» Work item
Transcribe exactly every line from the one with "Target: red hulled ship" to the last line of the listing below, including both.

══════

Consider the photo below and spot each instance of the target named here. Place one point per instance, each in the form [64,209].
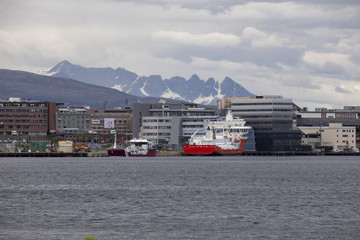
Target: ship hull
[213,150]
[120,152]
[116,152]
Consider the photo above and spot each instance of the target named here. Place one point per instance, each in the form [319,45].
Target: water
[180,198]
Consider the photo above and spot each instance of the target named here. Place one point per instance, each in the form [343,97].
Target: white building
[335,136]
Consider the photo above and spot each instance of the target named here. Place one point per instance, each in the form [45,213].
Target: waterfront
[299,197]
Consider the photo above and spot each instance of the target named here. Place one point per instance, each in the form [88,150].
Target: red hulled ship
[221,138]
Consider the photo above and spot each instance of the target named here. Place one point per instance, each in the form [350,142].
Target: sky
[305,50]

══════

» Response below
Target: red hulled ship
[221,138]
Consider the photo above and spot each instance of the target named here. Place one point per instance, each in the form [350,142].
Target: sky
[305,50]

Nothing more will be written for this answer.